OBJECTIVE: Rewrite all of the records below as a numbered list, leaving out blank lines and the pictures.

## Begin

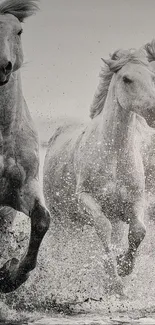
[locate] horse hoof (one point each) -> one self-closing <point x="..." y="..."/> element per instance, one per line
<point x="125" y="264"/>
<point x="10" y="278"/>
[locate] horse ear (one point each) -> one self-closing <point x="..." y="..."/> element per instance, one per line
<point x="108" y="62"/>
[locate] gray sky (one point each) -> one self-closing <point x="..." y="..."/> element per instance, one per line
<point x="64" y="43"/>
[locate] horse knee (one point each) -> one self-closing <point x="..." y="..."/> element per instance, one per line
<point x="137" y="233"/>
<point x="40" y="218"/>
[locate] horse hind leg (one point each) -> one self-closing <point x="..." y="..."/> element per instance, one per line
<point x="103" y="229"/>
<point x="126" y="261"/>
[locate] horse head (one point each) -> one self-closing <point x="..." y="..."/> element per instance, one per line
<point x="12" y="14"/>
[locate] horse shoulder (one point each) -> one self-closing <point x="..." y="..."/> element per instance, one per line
<point x="27" y="144"/>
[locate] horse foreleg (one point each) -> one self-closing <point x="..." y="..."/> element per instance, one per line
<point x="103" y="229"/>
<point x="15" y="272"/>
<point x="136" y="234"/>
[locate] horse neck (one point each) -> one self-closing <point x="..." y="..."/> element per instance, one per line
<point x="117" y="126"/>
<point x="11" y="102"/>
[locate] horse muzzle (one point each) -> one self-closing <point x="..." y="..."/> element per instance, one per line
<point x="5" y="72"/>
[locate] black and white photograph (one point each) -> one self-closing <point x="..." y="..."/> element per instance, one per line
<point x="77" y="162"/>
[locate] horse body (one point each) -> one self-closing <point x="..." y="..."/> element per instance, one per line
<point x="99" y="174"/>
<point x="19" y="149"/>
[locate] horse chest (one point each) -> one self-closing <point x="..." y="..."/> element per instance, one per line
<point x="12" y="177"/>
<point x="116" y="201"/>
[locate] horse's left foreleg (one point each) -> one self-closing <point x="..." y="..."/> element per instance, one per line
<point x="136" y="234"/>
<point x="15" y="272"/>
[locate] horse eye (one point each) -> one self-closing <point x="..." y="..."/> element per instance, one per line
<point x="127" y="80"/>
<point x="20" y="32"/>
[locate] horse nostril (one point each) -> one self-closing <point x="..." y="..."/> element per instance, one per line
<point x="7" y="68"/>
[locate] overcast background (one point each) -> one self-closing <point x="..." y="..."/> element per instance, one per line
<point x="63" y="46"/>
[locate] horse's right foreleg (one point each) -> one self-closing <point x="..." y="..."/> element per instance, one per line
<point x="136" y="234"/>
<point x="103" y="229"/>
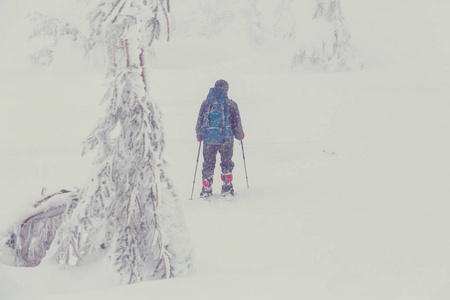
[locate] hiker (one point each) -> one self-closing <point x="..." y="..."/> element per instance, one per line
<point x="218" y="123"/>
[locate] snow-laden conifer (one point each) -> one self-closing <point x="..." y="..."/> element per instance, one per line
<point x="330" y="49"/>
<point x="128" y="209"/>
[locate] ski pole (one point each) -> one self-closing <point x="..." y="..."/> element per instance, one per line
<point x="245" y="167"/>
<point x="196" y="165"/>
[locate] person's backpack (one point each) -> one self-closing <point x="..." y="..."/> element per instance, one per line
<point x="216" y="127"/>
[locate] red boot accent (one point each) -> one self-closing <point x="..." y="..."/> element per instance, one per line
<point x="227" y="178"/>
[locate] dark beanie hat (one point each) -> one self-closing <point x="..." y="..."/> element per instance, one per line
<point x="222" y="84"/>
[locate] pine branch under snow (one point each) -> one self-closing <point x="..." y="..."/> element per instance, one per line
<point x="31" y="238"/>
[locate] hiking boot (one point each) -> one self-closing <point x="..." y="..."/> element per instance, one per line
<point x="206" y="188"/>
<point x="227" y="187"/>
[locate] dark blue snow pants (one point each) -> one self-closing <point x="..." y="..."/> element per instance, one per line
<point x="209" y="159"/>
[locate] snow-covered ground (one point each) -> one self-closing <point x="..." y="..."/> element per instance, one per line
<point x="348" y="172"/>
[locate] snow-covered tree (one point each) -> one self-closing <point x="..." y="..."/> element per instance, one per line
<point x="129" y="208"/>
<point x="330" y="48"/>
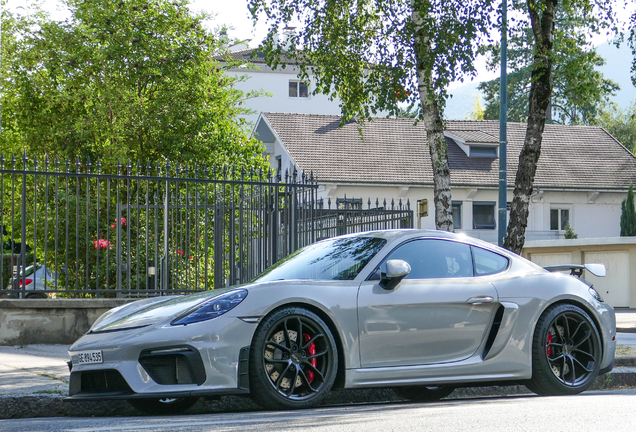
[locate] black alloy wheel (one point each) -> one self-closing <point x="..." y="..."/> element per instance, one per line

## End

RESULT OF THIS EXERCISE:
1. [locate] horse hoof (one point each) -> one self-closing <point x="..." y="..."/> element per instance, one per line
2. <point x="125" y="264"/>
3. <point x="10" y="278"/>
4. [locate] horse ear (one point each) -> one self-closing <point x="..." y="..."/> element per instance, one per line
5. <point x="108" y="62"/>
6. [locate] gray sky (one point each) -> one self-closing <point x="..." y="..."/> element per instance, one per line
7. <point x="64" y="43"/>
8. [locate] horse knee (one point each) -> one self-closing <point x="..." y="..."/> element per instance, one per line
9. <point x="137" y="233"/>
10. <point x="40" y="218"/>
11. [locate] horse hind leg (one point each) -> one self-closing <point x="..." y="..."/> element per instance, one per line
12. <point x="103" y="229"/>
13. <point x="126" y="261"/>
14. [locate] horse head (one point each) -> one self-closing <point x="..." y="..."/> element per instance, one per line
15. <point x="12" y="14"/>
16. [locate] horse shoulder (one point each) -> one self-closing <point x="..." y="..."/> element per instance, one per line
17. <point x="27" y="144"/>
18. [locate] horse foreleg (one point each) -> one self-closing <point x="..." y="..."/> element per instance, one per line
19. <point x="103" y="229"/>
20. <point x="15" y="272"/>
21. <point x="136" y="234"/>
22. [locate] horse neck (one point each) -> one self-closing <point x="..." y="..."/> element per instance, one per line
23. <point x="117" y="126"/>
24. <point x="11" y="102"/>
25. [locate] horse muzzle (one point each) -> one self-closing <point x="..." y="..."/> element per instance, one per line
26. <point x="5" y="72"/>
27. [locate] black and white photograph (one point each) -> one self-closing <point x="..." y="..."/> element per instance, one per line
28. <point x="77" y="162"/>
29. [locate] horse body (one point each) -> one self-closing <point x="..." y="..."/> element per instance, one per line
30. <point x="99" y="174"/>
31. <point x="19" y="149"/>
32. [locate] horse chest (one point each) -> one self-closing <point x="..." y="..."/> element per instance, one per line
33. <point x="12" y="177"/>
34. <point x="116" y="201"/>
35. [locate] horse's left foreleg (one point each) -> one self-closing <point x="..." y="..."/> element per instance, one per line
36. <point x="136" y="234"/>
37. <point x="15" y="272"/>
38. [locate] horse eye (one point each) -> one self-closing <point x="..." y="..."/> element per instance, one per line
39. <point x="127" y="80"/>
40. <point x="20" y="32"/>
41. [locate] horse nostril (one point each) -> one self-closing <point x="..." y="..."/> element per instance, one per line
42. <point x="7" y="68"/>
43. [locate] overcast background (one point each) -> one self-closing <point x="..." y="..."/> element per instance, one per line
44. <point x="63" y="46"/>
45. [locate] horse's right foreleg (one point each) -> one self-closing <point x="..." y="..."/> element per instance, one per line
46. <point x="136" y="234"/>
47. <point x="103" y="229"/>
48. [locate] hiker (one point each) -> one self-closing <point x="..." y="..."/> element per instance, one per line
49. <point x="218" y="123"/>
50. [locate] snow-laden conifer (one point each) -> one self-closing <point x="..." y="..."/> element per instance, one per line
51. <point x="330" y="49"/>
52. <point x="128" y="209"/>
53. [locate] ski pole (one point each) -> one self-closing <point x="..." y="..."/> element per instance, one per line
54. <point x="245" y="167"/>
55. <point x="196" y="165"/>
56. [locate] person's backpack (one point each) -> one self-closing <point x="..." y="..."/> element per instance, one per line
57. <point x="216" y="127"/>
58. [locate] red boot accent (one point each) -> one self-closing <point x="..." y="..."/> element per instance, one per line
59. <point x="227" y="178"/>
60. [locate] dark beanie hat (one point each) -> one self-closing <point x="..." y="..."/> element per instance, one per line
61. <point x="222" y="84"/>
62. [locate] pine branch under snow (one point each) -> one self-closing <point x="..." y="..."/> element per instance, one per line
63. <point x="31" y="238"/>
64. [locate] hiking boot (one point each) -> one self-closing <point x="..." y="..."/> element per instance, one per line
65. <point x="206" y="188"/>
66. <point x="227" y="187"/>
67. [locate] dark blue snow pants (one point each) -> one self-closing <point x="..." y="..."/> element per instance, one per line
68. <point x="209" y="159"/>
69. [locate] snow-covered ground (one point each) -> one self-closing <point x="..." y="..."/> element per instance, one per line
70. <point x="348" y="172"/>
71. [locate] snow-covered tree (one point each) -> one self-closing <point x="..." y="..."/> element per instance, one per line
72. <point x="129" y="208"/>
73. <point x="330" y="48"/>
74. [locate] black alloy wheel (one point each) -> one self-closing <point x="..." y="..."/> element per instance, one per line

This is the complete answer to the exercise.